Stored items
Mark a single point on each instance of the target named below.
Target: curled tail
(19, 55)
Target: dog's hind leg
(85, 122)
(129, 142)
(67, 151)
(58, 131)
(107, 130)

ASSIGNMENT:
The answer should consist of all the lines above, retyped exactly.

RESULT OF THE TASK:
Mark a single point on each instance of the target named below.
Target: curled tail
(19, 55)
Target: dog's hind leg
(85, 122)
(129, 142)
(67, 151)
(58, 131)
(107, 130)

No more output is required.